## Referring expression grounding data
-- Opening Marker --

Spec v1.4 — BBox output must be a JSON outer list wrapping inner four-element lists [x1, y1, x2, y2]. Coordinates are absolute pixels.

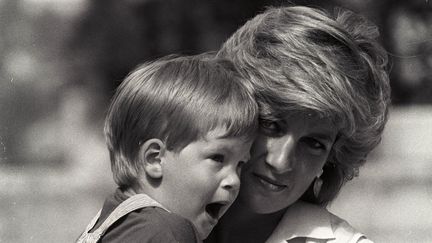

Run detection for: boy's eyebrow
[[205, 144, 232, 153], [207, 143, 244, 156], [205, 142, 252, 162]]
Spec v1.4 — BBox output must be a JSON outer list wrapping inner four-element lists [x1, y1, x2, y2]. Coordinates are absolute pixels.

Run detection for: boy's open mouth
[[205, 202, 226, 220]]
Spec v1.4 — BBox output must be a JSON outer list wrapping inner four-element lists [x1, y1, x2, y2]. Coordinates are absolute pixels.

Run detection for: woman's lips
[[253, 173, 287, 192]]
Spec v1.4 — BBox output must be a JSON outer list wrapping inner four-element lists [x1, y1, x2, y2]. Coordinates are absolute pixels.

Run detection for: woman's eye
[[210, 154, 225, 163], [260, 120, 280, 133], [303, 138, 326, 151]]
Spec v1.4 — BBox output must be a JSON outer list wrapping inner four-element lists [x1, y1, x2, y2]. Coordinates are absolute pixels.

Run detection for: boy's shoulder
[[101, 207, 198, 243], [94, 190, 198, 243]]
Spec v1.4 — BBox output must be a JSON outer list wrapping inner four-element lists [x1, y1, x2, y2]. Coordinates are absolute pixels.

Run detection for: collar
[[266, 201, 335, 243]]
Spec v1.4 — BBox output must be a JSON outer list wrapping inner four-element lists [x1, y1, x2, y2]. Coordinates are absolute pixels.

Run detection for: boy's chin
[[195, 227, 210, 241], [193, 217, 217, 240]]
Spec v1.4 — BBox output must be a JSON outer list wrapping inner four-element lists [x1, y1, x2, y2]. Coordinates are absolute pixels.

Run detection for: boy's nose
[[265, 136, 295, 173], [221, 169, 241, 192]]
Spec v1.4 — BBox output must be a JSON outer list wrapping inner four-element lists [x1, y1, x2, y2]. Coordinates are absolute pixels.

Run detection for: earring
[[313, 169, 324, 198]]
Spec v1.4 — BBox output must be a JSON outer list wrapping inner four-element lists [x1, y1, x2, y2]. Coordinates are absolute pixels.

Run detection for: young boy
[[76, 55, 258, 242]]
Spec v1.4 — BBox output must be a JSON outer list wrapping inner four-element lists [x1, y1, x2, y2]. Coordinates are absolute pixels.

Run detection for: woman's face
[[238, 112, 338, 214]]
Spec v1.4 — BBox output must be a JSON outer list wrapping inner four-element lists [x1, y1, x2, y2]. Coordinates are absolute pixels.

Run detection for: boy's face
[[158, 127, 253, 240]]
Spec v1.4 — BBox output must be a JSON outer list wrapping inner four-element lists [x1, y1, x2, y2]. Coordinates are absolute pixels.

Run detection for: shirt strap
[[76, 193, 168, 243]]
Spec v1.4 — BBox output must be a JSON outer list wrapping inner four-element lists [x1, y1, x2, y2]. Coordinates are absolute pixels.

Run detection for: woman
[[205, 6, 390, 243]]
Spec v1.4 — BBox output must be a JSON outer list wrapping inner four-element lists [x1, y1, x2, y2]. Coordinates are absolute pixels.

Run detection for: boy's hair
[[218, 6, 391, 205], [104, 54, 258, 188]]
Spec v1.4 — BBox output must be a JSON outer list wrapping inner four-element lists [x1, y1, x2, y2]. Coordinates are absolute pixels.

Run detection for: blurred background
[[0, 0, 431, 242]]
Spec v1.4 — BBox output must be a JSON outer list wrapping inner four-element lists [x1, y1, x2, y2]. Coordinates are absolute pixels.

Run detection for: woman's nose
[[265, 136, 295, 173]]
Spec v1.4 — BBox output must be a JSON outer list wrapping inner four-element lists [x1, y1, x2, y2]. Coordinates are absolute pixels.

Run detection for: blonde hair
[[104, 54, 258, 188], [218, 6, 391, 204]]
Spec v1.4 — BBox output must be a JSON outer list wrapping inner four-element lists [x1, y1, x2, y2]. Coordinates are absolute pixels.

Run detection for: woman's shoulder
[[266, 201, 373, 243], [327, 211, 373, 243]]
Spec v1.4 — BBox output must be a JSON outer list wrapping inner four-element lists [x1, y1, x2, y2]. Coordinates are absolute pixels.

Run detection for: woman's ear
[[139, 138, 166, 179]]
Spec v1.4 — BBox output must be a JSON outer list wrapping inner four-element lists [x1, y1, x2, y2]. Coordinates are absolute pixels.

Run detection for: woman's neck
[[212, 200, 286, 243]]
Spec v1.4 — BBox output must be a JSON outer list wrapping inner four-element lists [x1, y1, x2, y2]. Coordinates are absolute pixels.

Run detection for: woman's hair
[[104, 54, 258, 189], [218, 6, 391, 205]]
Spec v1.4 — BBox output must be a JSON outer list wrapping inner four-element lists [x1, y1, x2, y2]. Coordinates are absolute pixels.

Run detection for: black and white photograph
[[0, 0, 431, 242]]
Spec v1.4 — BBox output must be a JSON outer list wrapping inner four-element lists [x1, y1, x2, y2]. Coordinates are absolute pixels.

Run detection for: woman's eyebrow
[[309, 132, 336, 143]]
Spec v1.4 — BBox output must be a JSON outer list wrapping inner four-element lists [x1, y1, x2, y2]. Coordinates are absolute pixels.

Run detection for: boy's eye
[[210, 154, 225, 163], [237, 161, 246, 174]]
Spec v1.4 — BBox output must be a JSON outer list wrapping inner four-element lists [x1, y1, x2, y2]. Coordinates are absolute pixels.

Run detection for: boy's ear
[[139, 138, 166, 179]]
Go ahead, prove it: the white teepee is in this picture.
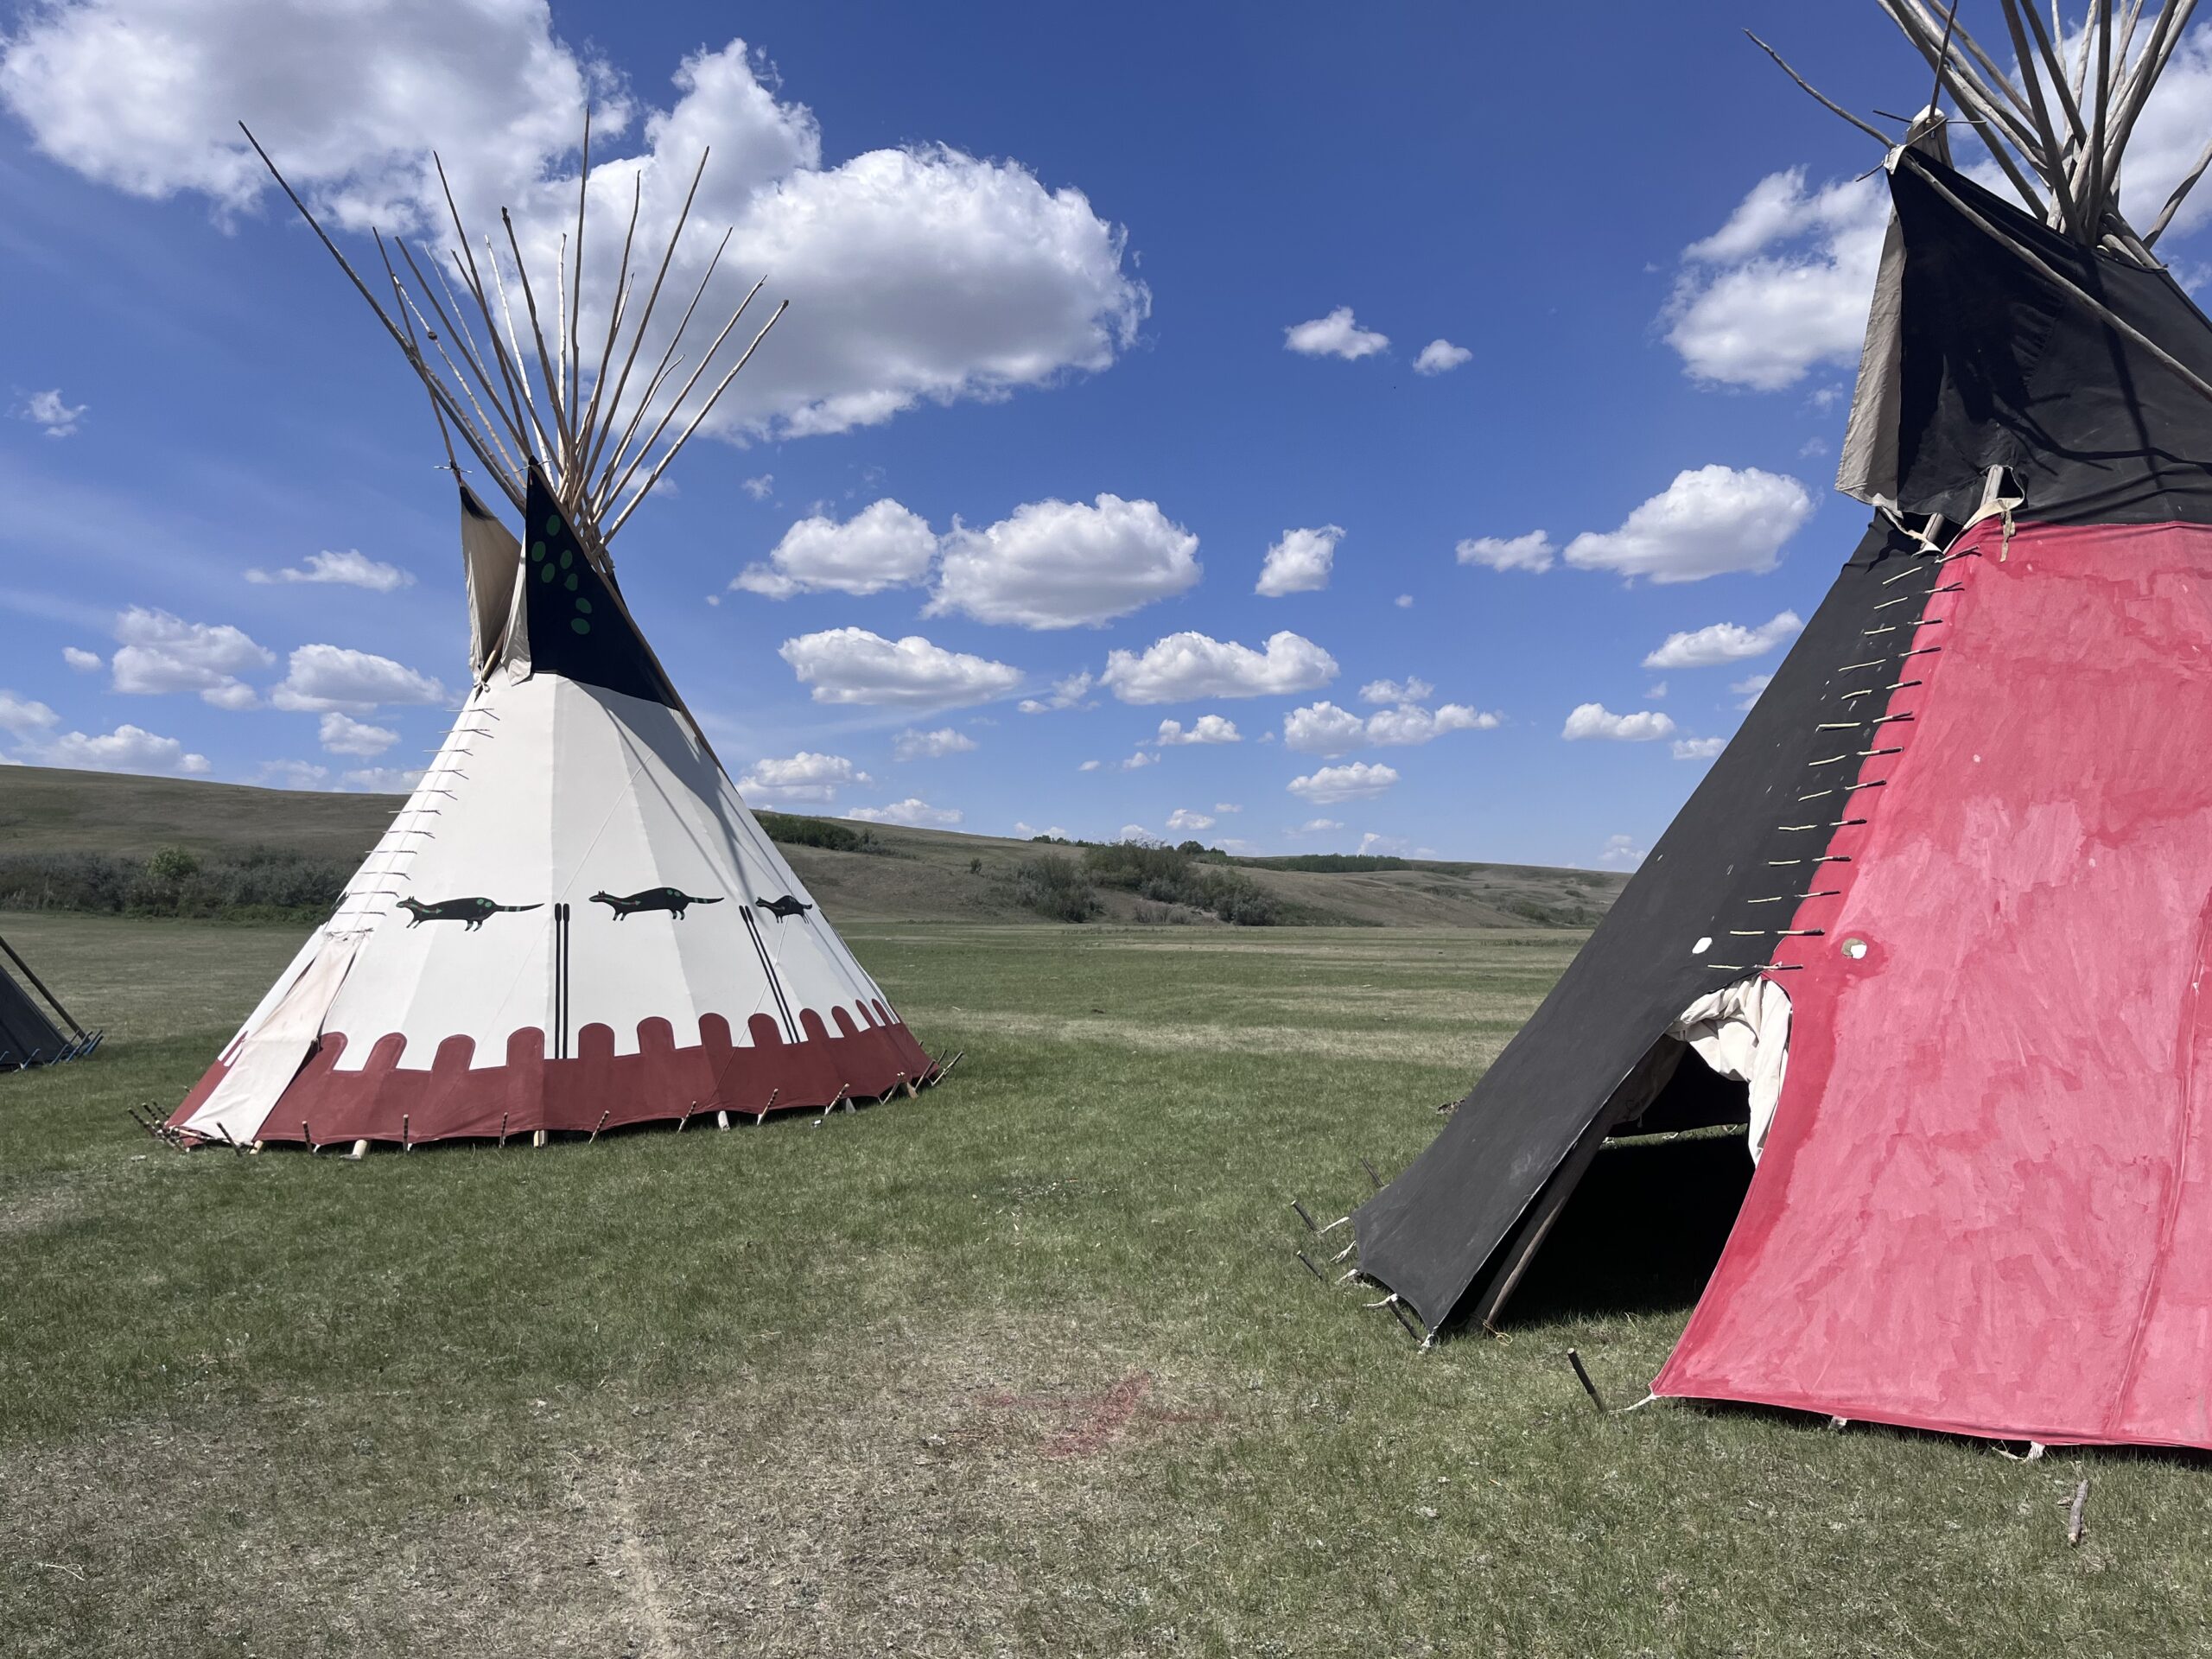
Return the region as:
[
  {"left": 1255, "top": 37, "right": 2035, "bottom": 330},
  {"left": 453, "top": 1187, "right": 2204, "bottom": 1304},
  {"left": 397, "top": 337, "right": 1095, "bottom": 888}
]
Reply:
[{"left": 172, "top": 123, "right": 938, "bottom": 1148}]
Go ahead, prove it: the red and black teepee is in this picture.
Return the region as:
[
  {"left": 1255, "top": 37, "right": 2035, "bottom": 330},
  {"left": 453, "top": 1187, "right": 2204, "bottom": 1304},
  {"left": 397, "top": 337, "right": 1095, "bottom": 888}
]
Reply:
[{"left": 1348, "top": 3, "right": 2212, "bottom": 1451}]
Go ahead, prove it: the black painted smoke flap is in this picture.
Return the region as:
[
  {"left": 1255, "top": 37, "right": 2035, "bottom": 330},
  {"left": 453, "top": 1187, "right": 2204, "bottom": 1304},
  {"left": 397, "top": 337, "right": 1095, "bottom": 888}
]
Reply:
[{"left": 520, "top": 467, "right": 678, "bottom": 709}]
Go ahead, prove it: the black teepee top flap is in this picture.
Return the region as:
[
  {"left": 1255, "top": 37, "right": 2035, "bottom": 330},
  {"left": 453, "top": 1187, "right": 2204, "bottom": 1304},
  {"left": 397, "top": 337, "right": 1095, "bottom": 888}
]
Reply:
[
  {"left": 520, "top": 468, "right": 677, "bottom": 709},
  {"left": 1883, "top": 155, "right": 2212, "bottom": 529}
]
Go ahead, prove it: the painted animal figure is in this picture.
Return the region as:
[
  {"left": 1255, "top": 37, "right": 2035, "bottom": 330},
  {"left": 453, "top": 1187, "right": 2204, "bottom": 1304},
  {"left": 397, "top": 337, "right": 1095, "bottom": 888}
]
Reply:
[
  {"left": 591, "top": 887, "right": 724, "bottom": 920},
  {"left": 755, "top": 894, "right": 814, "bottom": 922},
  {"left": 396, "top": 896, "right": 543, "bottom": 931}
]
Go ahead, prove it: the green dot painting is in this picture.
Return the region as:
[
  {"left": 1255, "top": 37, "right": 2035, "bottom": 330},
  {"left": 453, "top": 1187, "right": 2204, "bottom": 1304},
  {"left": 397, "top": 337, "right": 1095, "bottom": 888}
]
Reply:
[
  {"left": 575, "top": 597, "right": 593, "bottom": 615},
  {"left": 571, "top": 618, "right": 591, "bottom": 634},
  {"left": 539, "top": 563, "right": 555, "bottom": 583},
  {"left": 545, "top": 514, "right": 562, "bottom": 536},
  {"left": 559, "top": 549, "right": 573, "bottom": 569},
  {"left": 564, "top": 573, "right": 579, "bottom": 592},
  {"left": 531, "top": 541, "right": 546, "bottom": 562}
]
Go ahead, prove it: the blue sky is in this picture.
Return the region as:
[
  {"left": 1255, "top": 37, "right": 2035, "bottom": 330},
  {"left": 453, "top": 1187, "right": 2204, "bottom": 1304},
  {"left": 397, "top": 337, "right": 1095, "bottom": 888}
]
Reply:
[{"left": 6, "top": 3, "right": 2212, "bottom": 868}]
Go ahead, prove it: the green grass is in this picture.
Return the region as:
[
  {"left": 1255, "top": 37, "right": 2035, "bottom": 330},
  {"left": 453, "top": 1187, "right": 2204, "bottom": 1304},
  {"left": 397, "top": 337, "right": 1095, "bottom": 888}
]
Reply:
[{"left": 5, "top": 912, "right": 2210, "bottom": 1656}]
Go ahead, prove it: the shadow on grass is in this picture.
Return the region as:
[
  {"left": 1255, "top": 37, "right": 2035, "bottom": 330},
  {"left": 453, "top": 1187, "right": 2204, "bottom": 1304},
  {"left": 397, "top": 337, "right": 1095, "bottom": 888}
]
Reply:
[{"left": 1504, "top": 1134, "right": 1754, "bottom": 1325}]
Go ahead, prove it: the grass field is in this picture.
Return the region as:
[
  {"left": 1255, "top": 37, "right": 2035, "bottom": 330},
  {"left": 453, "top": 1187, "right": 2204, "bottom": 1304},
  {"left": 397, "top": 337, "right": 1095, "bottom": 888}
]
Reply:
[{"left": 6, "top": 911, "right": 2211, "bottom": 1656}]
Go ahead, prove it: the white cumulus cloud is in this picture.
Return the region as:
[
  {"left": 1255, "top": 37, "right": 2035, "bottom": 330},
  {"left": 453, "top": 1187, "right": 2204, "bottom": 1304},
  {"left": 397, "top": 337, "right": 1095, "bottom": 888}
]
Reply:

-- Closing Marker --

## Problem
Which of the lines above include the word "ahead"? Copy each of them.

## Reply
Go ahead, prove it: the white teepee is in this picture.
Go ahead, prove it: the red and black teepee is in this picture.
Go ahead, prove it: the black painted smoke flap is in this picture.
Go ahead, prove it: the black teepee top flap is in this picture.
Go ahead, prove it: the painted animal figure is in this picture.
Go ahead, prove it: the green dot painting is in this picture.
Go ahead, prove it: the blue sky is in this picture.
Go ahead, prove it: the green grass is in this picture.
Go ahead, prove it: the shadow on grass is in this picture.
Go ahead, prove it: the grass field is in this picture.
Go ahead, prove it: the white cumulus cloud is in this picture.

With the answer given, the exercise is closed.